» **Document extract**:
-------------------------

Paul Bogdan comments on Mech interp is not pre-paradigmatic

Paul Bogdan 7 Aug 2025 10:42 UTC
1 point
0
Cool post. I have a neuro background, and I’m sometimes asked about “Is neuro actually informative for mech interp,” so I’m interested in this point about CNC being the current paradigm. I have a few thoughts:
Are the paradigmatic ideas of mech interp from neuroscience?
You mention some examples of paradigmatic ideas:
- The idea that networks “represent” things;
- That these “representations” or computations can be distributed across multiple neurons or multiple parts of the network;
- That these representations can be superposed on top of one another in a linear fashion, as in the ‘linear representation hypothesis’ (e.g. Smolensky, 1990);
- That representations can form representational hierarchies, thus representing more abstract concepts on top of less abstract ones, such as the visual representational hierarchy.
These ideas are all from back in the 1960-1990s? My impression was that back then the different cognitive sciences, like neuroscience and AI were more mixed up. For example, Geoffrey Hinton worked in a psychology department briefly, and many of the big names of this age were “cognitive scientists.” So in that sense, it’s a reach to really call these neuroscience ideas?
That being said, there’s another point that comes to mind that you didn’t mentioned but I think can be more firmly called neuroscience: Neural networks organize themselves to efficiently encode information (https://en.wikipedia.org/wiki/Efficient_coding_hypothesis).
My impression is that CS departments mostly set aside the above theoretical ideas until the last five years, whereas neuroscience departments kept thinking about them. Additionally, although something like AlexNet used superposition and had polysemantic neurons, those weren’t discussed until the last 2010s. Because neuroscience kept thinking about them whereas CS departments didn’t, maybe it is fair to call them neuroscientific. However, I’m not sure how many theoretical advancements in computational neuroscience from 1990-2020 actually contributed to modern mech interp? Which would be an argument against calling them neuroscience.
Are neuroscientific methods used in mech interp?
You give some examples of methods:
- Max-activating dataset examples are basically what Hubel and Wiesel (1959) (and many researchers since) used to demonstrate the functional specialisation of particular neurons.
- Causal interventions, commonly used in mech interp, are the principle behind many neuroscience methods, including thermal ablation (burning parts of the brain), cooling (thus ‘turning off’ parts of the brain), optogenetic stimulation, and so on.
- Key data analysis methods, such as dimensionality reduction or sparse coding, that are used extensively in computational neuroscience (and sometimes directly developed for it) are also used extensively in mech interp.
These examples are mentioned a lot when discussing neuroscience and mech interp. However, some of these parallels feel a bit more surface-level than they might first appear, and one might be able to claim a parallel between mech interp and any scientific field. For instance, ablating neurons in LLMs and the brain is very common. However, upregulating/downregulating something is the most basic type of experimental manipulation and is used by basically every scientific field. Maybe when comparing mech interp and neuroscience, it’s generally worth stopping to ask: is the biggest similarity that the two are both working on neurons. If this part is set aside and you abstract a bit, can you make the same parallel to virtually every other scientific field?
Some other parallels between mech interp and neuro, however, are more niche and seemingly compelling. For example, I like the use of dimensionality reduction to visualize and search for cycles in activation space.

-------------------------

» **Source information**:

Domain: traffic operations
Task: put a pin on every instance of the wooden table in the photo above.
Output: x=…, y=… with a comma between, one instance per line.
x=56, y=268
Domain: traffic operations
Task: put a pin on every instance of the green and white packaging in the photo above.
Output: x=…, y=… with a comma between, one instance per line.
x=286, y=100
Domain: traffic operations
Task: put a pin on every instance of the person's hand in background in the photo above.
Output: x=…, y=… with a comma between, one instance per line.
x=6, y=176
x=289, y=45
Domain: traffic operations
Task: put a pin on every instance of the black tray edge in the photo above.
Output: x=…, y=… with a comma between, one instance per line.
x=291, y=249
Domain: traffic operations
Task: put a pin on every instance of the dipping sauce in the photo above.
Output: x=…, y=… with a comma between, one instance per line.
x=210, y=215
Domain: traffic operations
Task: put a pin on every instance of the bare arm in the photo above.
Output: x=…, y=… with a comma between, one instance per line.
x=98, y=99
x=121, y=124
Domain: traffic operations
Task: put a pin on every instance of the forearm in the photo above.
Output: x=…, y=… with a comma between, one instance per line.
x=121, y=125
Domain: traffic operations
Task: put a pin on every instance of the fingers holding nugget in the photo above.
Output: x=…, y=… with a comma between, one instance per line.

-------------------------

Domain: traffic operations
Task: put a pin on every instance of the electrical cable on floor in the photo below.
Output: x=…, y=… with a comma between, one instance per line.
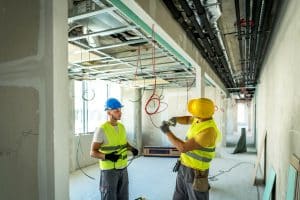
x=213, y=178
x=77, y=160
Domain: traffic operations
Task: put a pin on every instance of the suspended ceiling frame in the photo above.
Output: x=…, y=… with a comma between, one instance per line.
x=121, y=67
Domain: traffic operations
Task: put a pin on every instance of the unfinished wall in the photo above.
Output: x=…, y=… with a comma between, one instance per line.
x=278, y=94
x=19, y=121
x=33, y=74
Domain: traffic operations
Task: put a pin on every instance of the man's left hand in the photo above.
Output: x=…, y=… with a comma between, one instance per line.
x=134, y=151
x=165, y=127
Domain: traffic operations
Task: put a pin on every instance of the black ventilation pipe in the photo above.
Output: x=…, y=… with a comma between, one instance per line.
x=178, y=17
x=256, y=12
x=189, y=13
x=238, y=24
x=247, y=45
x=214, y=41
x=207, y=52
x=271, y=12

-------------------------

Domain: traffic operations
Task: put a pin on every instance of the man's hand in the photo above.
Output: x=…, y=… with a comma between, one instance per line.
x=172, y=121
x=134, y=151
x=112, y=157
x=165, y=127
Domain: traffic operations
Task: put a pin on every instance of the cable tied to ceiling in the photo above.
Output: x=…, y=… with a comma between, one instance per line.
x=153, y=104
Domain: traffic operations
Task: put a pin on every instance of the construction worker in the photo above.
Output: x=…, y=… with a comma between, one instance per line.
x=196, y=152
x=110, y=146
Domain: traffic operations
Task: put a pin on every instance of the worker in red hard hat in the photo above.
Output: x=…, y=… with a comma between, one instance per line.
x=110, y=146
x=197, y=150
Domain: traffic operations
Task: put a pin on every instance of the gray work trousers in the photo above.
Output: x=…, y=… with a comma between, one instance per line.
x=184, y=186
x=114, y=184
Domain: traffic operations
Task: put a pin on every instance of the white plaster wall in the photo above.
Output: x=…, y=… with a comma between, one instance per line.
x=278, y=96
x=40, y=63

-------------------------

» **Action item**:
Reproduce the passage of the comment on mech interp and neuroscience that starts with the words containing "You give some" and ends with "in mech interp.". The material has no connection to the comment on mech interp and neuroscience.

» **Task solution**:
You give some examples of methods:
- Max-activating dataset examples are basically what Hubel and Wiesel (1959) (and many researchers since) used to demonstrate the functional specialisation of particular neurons.
- Causal interventions, commonly used in mech interp, are the principle behind many neuroscience methods, including thermal ablation (burning parts of the brain), cooling (thus ‘turning off’ parts of the brain), optogenetic stimulation, and so on.
- Key data analysis methods, such as dimensionality reduction or sparse coding, that are used extensively in computational neuroscience (and sometimes directly developed for it) are also used extensively in mech interp.